▸ WORK ITEM A:
In the article on numerical schemes for SDEs with distributional drift, which two things determine the drunk sailor's path?
▸ WORK ITEM B:
Summarize the article on numerical schemes for SDEs with distributional drift in two sentences.
▸ WORK ITEM C:
Using the article on numerical schemes for SDEs with distributional drift, explain why the slope of a distributional drift cannot be measured at a single point.

Convergence rate of numerical scheme for SDEs with a distributional drift in Besov space

This paper establishes the strong L1L^1 convergence rate of an Euler-Maruyama numerical scheme for one-dimensional stochastic differential equations with distributional drifts in Hölder-Zygmund spaces, supported by theoretical bounds and numerical implementation.

Luis Mario Chaparro Jáquez, Elena Issoglio, Jan Palczewski

Published 2026-03-06
📖 5 min read🧠 Deep dive

Imagine you are trying to predict the path of a drunk sailor walking on a ship deck. In the world of mathematics, this sailor is a Stochastic Differential Equation (SDE). His path is determined by two things:

  1. The Wind (Brownian Motion): A random, jerky force that pushes him around unpredictably.
  2. The Drift (The Drift): A force that tries to pull him in a specific direction, like a current or a slope.

Usually, mathematicians assume the "Drift" is a smooth, well-behaved slope. You can easily calculate where the sailor will go next if the slope is gentle and continuous.

The Problem: The "Ghost" Slope
In this paper, the authors tackle a much harder problem. They ask: What if the slope isn't smooth at all? What if it's a "distributional drift"?

Think of this drift not as a smooth hill, but as a chaotic, jagged landscape made of invisible spikes, dust, and mathematical "ghosts." It's so rough that if you tried to measure the slope at any single point, the number would be infinite or undefined. In math terms, the drift is a "generalized function" living in a Besov space (a fancy way of saying it's a very rough, negative-smoothness object).

Trying to simulate a sailor walking on a landscape of invisible, jagged spikes using standard computer methods is like trying to draw a picture of a storm using a ruler. The standard tools break down.

(Records from a collection)
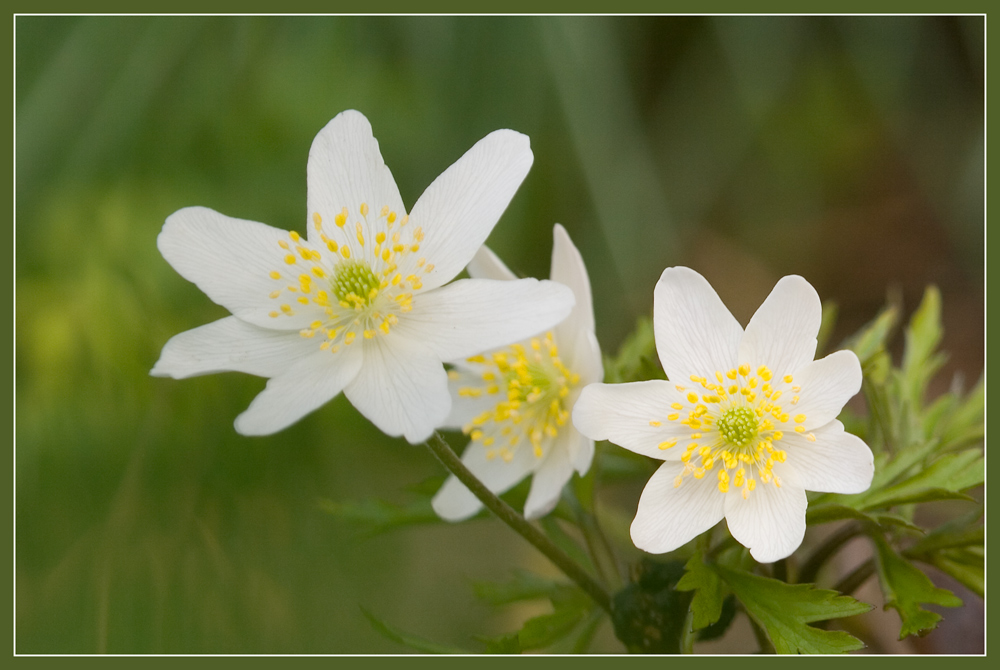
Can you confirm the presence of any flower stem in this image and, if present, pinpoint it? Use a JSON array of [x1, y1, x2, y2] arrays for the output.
[[425, 433, 611, 614]]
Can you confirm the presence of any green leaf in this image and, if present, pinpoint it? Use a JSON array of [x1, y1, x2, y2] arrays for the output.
[[861, 449, 985, 510], [675, 552, 725, 630], [472, 570, 580, 606], [319, 499, 441, 535], [872, 536, 962, 640], [517, 604, 590, 649], [361, 607, 473, 654], [476, 633, 521, 654], [714, 565, 872, 654]]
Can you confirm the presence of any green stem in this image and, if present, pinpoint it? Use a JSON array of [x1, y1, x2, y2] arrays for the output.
[[425, 433, 611, 614], [795, 523, 861, 583]]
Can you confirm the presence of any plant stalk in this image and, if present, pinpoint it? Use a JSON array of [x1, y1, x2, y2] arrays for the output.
[[425, 432, 611, 614]]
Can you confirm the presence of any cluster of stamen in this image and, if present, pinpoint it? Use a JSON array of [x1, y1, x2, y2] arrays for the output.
[[269, 203, 434, 353], [448, 333, 580, 462], [649, 363, 816, 499]]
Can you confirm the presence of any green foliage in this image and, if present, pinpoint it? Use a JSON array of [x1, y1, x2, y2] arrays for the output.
[[874, 536, 962, 640], [714, 565, 871, 654], [361, 607, 472, 654]]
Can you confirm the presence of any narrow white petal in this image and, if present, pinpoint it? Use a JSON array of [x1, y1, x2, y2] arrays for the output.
[[235, 350, 361, 435], [653, 267, 743, 384], [524, 444, 573, 519], [410, 130, 534, 288], [431, 442, 539, 521], [395, 279, 573, 361], [631, 462, 726, 554], [344, 330, 451, 444], [549, 223, 594, 340], [573, 379, 691, 461], [306, 109, 406, 243], [466, 244, 517, 280], [781, 349, 861, 432], [723, 482, 806, 563], [156, 207, 324, 330], [775, 421, 875, 493], [739, 275, 823, 377], [150, 316, 319, 379]]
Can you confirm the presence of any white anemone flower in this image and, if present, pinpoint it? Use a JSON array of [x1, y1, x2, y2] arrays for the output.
[[573, 267, 874, 563], [432, 224, 604, 521], [152, 111, 573, 443]]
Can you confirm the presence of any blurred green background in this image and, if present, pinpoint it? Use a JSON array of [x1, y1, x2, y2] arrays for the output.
[[15, 16, 984, 653]]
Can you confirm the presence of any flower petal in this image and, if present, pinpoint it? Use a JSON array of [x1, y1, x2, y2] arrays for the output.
[[653, 267, 743, 383], [410, 130, 534, 288], [573, 379, 691, 461], [344, 330, 451, 444], [524, 444, 575, 519], [395, 279, 573, 361], [723, 482, 806, 563], [775, 421, 875, 493], [782, 349, 861, 431], [156, 207, 325, 330], [631, 462, 726, 554], [431, 442, 538, 521], [739, 275, 823, 376], [306, 109, 406, 244], [235, 348, 361, 435], [150, 316, 319, 379], [549, 223, 594, 340], [466, 244, 517, 281]]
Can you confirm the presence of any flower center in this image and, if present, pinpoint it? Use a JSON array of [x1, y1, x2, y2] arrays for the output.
[[330, 259, 381, 308], [715, 407, 760, 447], [649, 363, 816, 499], [448, 333, 580, 462], [260, 203, 434, 353]]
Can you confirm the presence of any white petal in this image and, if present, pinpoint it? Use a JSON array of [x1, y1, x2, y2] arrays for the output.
[[775, 421, 875, 493], [779, 349, 861, 432], [431, 442, 539, 521], [306, 109, 406, 243], [156, 207, 325, 330], [653, 267, 743, 384], [410, 130, 534, 288], [739, 275, 823, 377], [395, 279, 573, 361], [235, 349, 361, 435], [344, 330, 451, 444], [724, 482, 806, 563], [466, 244, 517, 281], [524, 444, 575, 519], [631, 462, 726, 554], [573, 379, 691, 461], [150, 316, 319, 379], [549, 223, 594, 339]]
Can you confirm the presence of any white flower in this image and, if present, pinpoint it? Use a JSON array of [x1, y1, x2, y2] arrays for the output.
[[573, 267, 874, 563], [433, 224, 604, 521], [152, 111, 573, 443]]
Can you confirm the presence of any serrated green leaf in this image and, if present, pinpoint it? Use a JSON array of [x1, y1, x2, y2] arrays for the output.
[[472, 570, 582, 606], [517, 605, 589, 649], [319, 499, 441, 535], [714, 565, 872, 654], [361, 607, 473, 654], [675, 552, 725, 630], [872, 536, 962, 640], [931, 549, 986, 598], [860, 449, 985, 510]]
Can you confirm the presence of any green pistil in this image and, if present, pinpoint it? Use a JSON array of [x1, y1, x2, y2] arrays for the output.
[[330, 260, 379, 304], [715, 407, 760, 447]]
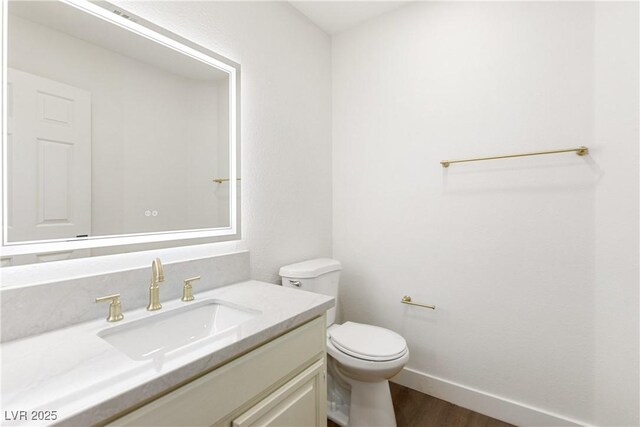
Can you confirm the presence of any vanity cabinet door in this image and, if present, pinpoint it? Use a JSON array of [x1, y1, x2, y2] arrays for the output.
[[231, 360, 327, 427]]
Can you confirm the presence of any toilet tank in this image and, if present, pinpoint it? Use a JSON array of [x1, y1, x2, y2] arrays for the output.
[[280, 258, 342, 326]]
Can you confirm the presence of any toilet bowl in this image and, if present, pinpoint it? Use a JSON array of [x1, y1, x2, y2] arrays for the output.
[[280, 259, 409, 427]]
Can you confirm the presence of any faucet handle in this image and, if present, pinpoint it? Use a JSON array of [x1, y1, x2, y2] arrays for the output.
[[96, 294, 124, 322], [180, 276, 200, 302]]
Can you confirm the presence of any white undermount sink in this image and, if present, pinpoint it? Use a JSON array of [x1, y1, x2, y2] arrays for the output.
[[98, 300, 260, 360]]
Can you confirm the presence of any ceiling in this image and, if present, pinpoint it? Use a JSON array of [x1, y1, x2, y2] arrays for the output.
[[289, 0, 409, 35]]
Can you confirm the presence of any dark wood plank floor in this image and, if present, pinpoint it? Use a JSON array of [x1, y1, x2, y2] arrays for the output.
[[328, 383, 513, 427]]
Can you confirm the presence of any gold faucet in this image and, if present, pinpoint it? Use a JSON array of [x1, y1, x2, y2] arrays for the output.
[[147, 258, 164, 311]]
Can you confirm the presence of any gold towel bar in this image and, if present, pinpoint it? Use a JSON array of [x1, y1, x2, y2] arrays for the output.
[[440, 146, 589, 168], [400, 295, 436, 310], [213, 178, 240, 184]]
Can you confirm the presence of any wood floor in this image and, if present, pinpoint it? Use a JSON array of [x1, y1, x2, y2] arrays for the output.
[[328, 383, 513, 427]]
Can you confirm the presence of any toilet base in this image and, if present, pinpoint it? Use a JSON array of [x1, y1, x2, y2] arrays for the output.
[[327, 357, 396, 427], [348, 379, 396, 427]]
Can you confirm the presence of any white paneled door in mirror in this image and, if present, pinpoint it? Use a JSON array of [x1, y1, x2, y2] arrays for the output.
[[2, 0, 239, 266]]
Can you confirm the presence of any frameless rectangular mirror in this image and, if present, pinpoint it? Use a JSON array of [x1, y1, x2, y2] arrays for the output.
[[2, 0, 240, 266]]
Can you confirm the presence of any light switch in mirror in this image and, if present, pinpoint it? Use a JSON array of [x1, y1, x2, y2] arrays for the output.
[[2, 0, 240, 265]]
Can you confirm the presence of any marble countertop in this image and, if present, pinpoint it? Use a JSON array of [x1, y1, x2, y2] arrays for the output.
[[0, 280, 334, 426]]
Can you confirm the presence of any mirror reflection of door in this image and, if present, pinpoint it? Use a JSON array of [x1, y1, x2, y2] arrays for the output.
[[5, 68, 91, 265]]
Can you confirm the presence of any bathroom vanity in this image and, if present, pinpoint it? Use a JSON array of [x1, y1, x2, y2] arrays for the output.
[[1, 281, 334, 426]]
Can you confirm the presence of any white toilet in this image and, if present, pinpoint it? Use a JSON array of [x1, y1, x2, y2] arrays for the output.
[[280, 258, 409, 427]]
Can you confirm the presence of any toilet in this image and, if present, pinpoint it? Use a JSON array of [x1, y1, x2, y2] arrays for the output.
[[280, 258, 409, 427]]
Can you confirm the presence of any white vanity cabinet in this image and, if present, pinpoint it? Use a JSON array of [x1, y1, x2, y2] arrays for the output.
[[108, 315, 327, 427]]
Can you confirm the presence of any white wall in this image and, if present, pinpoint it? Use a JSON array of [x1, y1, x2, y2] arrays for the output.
[[117, 1, 331, 283], [333, 2, 640, 425]]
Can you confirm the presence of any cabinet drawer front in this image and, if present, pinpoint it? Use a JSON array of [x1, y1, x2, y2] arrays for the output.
[[231, 360, 326, 427], [109, 316, 326, 426]]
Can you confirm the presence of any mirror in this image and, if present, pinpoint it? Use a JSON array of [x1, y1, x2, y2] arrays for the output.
[[2, 0, 240, 266]]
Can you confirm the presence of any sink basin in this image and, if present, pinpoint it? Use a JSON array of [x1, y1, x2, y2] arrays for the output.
[[98, 300, 260, 360]]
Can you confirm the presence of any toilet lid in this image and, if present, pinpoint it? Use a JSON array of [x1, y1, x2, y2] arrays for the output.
[[329, 322, 407, 362]]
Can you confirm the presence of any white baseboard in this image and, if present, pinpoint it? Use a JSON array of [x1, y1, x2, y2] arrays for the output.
[[391, 368, 587, 427]]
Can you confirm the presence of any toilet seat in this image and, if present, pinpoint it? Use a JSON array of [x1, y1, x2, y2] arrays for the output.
[[328, 322, 408, 362]]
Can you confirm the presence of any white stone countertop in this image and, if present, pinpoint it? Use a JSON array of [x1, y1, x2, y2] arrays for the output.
[[0, 280, 334, 427]]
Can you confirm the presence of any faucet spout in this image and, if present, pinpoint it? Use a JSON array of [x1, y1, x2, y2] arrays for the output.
[[151, 258, 164, 286], [147, 258, 164, 311]]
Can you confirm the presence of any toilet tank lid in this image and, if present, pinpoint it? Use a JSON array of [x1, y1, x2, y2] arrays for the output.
[[280, 258, 342, 279]]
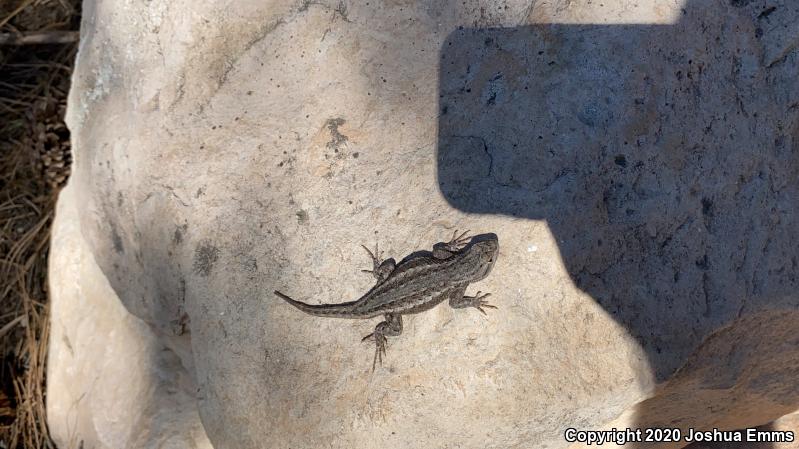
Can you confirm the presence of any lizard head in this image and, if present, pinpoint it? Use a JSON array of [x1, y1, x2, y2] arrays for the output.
[[469, 234, 499, 281]]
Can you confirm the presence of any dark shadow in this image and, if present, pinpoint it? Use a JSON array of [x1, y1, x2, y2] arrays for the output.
[[437, 2, 799, 440]]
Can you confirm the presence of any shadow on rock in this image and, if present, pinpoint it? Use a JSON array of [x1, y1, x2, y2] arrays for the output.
[[437, 2, 799, 440]]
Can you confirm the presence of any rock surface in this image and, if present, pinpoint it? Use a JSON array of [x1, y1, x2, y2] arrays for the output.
[[48, 0, 799, 448]]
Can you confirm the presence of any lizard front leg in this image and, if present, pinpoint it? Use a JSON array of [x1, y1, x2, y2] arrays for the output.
[[361, 242, 397, 284], [449, 287, 497, 315], [433, 231, 471, 259], [361, 313, 402, 371]]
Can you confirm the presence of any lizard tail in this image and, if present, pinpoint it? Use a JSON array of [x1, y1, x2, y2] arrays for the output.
[[275, 290, 360, 318]]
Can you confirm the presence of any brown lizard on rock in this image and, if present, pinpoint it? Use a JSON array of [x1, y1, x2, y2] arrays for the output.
[[275, 231, 499, 370]]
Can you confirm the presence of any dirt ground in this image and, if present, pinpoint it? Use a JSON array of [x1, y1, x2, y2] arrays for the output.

▸ WRITTEN ANSWER A:
The wind, which is Brownian motion, and the drift, a force that pulls him in a specific direction.

▸ WRITTEN ANSWER B:
The paper establishes a strong convergence rate for an Euler-Maruyama numerical scheme for one-dimensional stochastic differential equations whose drifts are distributions, supported by theoretical bounds and numerical implementation. Using the image of a drunk sailor pushed by random wind and pulled by a drift, the article explains that such a drift is not a smooth slope but a very rough generalized function in a Besov space, which makes standard simulation tools break down.

▸ WRITTEN ANSWER C:
The drift is not a smooth hill but a chaotic, jagged landscape of invisible spikes, dust, and mathematical "ghosts." It is so rough that measuring the slope at any single point would give a number that is infinite or undefined.